>> Begin Dataset content

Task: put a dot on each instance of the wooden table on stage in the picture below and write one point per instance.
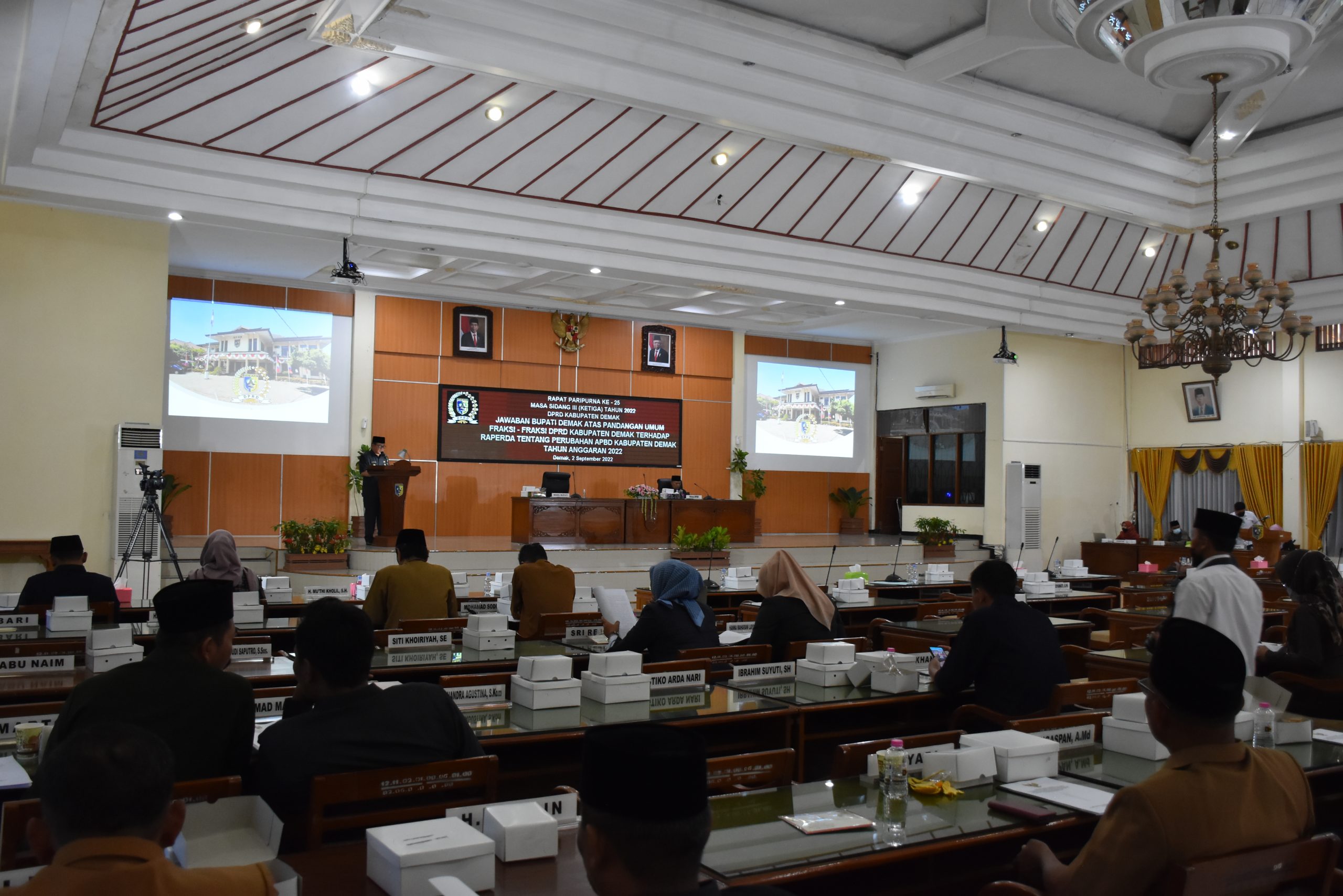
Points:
(577, 520)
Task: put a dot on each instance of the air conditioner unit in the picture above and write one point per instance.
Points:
(935, 391)
(1022, 499)
(136, 444)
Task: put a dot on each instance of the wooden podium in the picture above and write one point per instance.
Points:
(392, 488)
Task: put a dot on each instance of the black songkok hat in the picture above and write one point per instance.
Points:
(615, 755)
(194, 605)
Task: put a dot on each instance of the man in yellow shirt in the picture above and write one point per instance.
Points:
(539, 586)
(414, 589)
(106, 817)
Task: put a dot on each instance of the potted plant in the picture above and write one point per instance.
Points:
(701, 551)
(317, 545)
(172, 488)
(852, 500)
(938, 537)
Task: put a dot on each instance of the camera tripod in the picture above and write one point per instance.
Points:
(150, 514)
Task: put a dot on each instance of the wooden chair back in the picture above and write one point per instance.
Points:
(1094, 695)
(798, 649)
(752, 772)
(359, 799)
(852, 760)
(943, 610)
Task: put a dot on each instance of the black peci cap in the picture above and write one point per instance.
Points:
(669, 763)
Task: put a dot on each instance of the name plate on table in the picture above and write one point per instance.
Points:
(252, 652)
(420, 640)
(684, 679)
(478, 694)
(751, 671)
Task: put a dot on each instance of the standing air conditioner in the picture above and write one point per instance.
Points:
(136, 444)
(1022, 499)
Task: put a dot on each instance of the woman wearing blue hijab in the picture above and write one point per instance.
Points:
(676, 620)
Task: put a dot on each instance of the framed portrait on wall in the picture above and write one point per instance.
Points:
(1201, 402)
(474, 332)
(658, 350)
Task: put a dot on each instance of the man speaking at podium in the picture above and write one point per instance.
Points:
(377, 456)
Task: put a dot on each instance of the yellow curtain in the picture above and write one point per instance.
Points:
(1320, 465)
(1262, 478)
(1154, 469)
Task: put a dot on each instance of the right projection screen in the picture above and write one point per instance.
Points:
(807, 415)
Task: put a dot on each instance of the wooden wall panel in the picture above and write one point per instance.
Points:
(404, 414)
(411, 368)
(407, 325)
(320, 300)
(707, 353)
(313, 488)
(245, 494)
(768, 346)
(188, 511)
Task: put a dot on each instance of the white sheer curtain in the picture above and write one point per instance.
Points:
(1188, 494)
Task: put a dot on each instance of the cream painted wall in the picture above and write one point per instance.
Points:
(84, 353)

>> End Dataset content

Write the material out again exactly as it appears, dropping the pictures.

Task: put a dot on each instance of the wooden table on stage in the picture below and write one point per instance.
Points:
(577, 520)
Task: put a dot on each instance of the air conditioner unit in the picture above and write one point per instance.
Points:
(935, 391)
(1022, 499)
(136, 444)
Task: put a dot on each instance of the wooden podium in the picture above and write one point per instance.
Points:
(392, 488)
Task: put a dot on each instance of the black songkok hat in the picture above and write one point per instance.
Points:
(615, 755)
(194, 605)
Task: put a dot on each instance of the man in yellow shirt in the picture above and write one point per instance.
Points:
(539, 586)
(414, 589)
(106, 817)
Task: put a dot on each instance of the potted plant in the picture above and write one point per instance.
Points:
(701, 551)
(317, 545)
(172, 488)
(852, 500)
(938, 537)
Task: put a dot on each instance of the camera tripod in the picture above and write one point per instance.
Points:
(150, 514)
Task: put a dot on each instance of the wooden chair back in the picture above and write one point per instance.
Points:
(1094, 695)
(798, 649)
(752, 772)
(359, 799)
(852, 760)
(943, 610)
Task: put a dot on each instance of the black peci cap in the picture above and write one point per instance.
Points:
(669, 763)
Task: put a dot on each instance of the name plate on table in the picture above and write one point per instance.
Points:
(252, 652)
(420, 640)
(684, 679)
(478, 694)
(751, 671)
Task: put a dot on each instance of the standing air conditioner in the picture above and write one point per instance.
Points:
(136, 444)
(1022, 499)
Task: put a dot on each instance of the woman wearing blue hijab in the picture above and write one point per instance.
Points:
(676, 620)
Task: put a dot on each instance of the framed portrait on wall in the picture above and write one point per instance.
Points:
(1201, 402)
(474, 332)
(658, 350)
Task: put a dot on each instance of the man speaking at podium in the picture above and write one point per instance.
Points:
(377, 456)
Task: put a dot on each instance of the yellow curtain in the picture above and write one point per instance.
Points:
(1320, 465)
(1262, 478)
(1154, 469)
Task: put a dot on each instance of the right projection screen in the picture above and write one point per instance.
Points:
(807, 415)
Task: put a dot on each instance of the wooden wall panel in the picture above and write one point per instance.
Points:
(404, 414)
(411, 368)
(407, 325)
(320, 300)
(707, 353)
(313, 488)
(245, 494)
(768, 346)
(188, 511)
Task: put a dot on each instance of the white sheer curtain in the picture above and write one point per instance.
Points:
(1188, 494)
Task: put a dot on each instance of the cream painted wall in the picture above and write one point per instance.
Points:
(84, 353)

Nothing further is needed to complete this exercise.